*** Opening SOURCE MATERIAL ***
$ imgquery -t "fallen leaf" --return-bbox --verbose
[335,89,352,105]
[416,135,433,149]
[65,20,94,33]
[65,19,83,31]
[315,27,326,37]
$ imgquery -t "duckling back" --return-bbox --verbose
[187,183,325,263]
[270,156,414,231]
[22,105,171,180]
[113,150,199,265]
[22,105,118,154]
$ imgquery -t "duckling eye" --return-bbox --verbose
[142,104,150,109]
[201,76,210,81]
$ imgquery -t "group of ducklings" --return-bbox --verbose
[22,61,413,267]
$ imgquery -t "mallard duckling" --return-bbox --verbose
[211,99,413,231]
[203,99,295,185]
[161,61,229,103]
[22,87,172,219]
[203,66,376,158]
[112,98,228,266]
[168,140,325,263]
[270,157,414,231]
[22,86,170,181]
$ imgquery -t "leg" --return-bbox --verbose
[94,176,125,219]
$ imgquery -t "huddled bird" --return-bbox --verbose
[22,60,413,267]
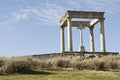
*** Closing SOURCE MATERIAL ***
> _EXERCISE INSTRUCTIONS_: From the listing, extract all text exactly as given and drop any picture.

> _RESULT OF THE EXERCISE_:
$ imgquery -t "fallen leaf" --return-bbox --verbose
[335,89,352,105]
[416,135,433,149]
[65,20,94,33]
[65,19,83,31]
[315,27,326,37]
$ imgquery -t "duckling back" --return-bbox --verbose
[187,183,325,263]
[270,156,414,231]
[22,105,171,180]
[113,150,199,265]
[22,105,118,154]
$ imgquery -t "duckling eye" --return-bbox --verbose
[142,104,150,109]
[201,76,210,81]
$ imgquery -t "group of ducklings" --return-bbox --verbose
[22,61,413,267]
$ imgquery -t "mallard duckling" --return-bbox --verbose
[211,99,413,231]
[203,99,295,185]
[161,61,229,103]
[22,87,172,219]
[203,66,376,158]
[112,98,228,266]
[168,140,325,263]
[270,157,414,231]
[22,86,170,181]
$ imgquery -t "leg" --return-bbox --verbose
[94,176,125,219]
$ imgquery -t "huddled bird" --return-bbox --verbose
[22,60,413,267]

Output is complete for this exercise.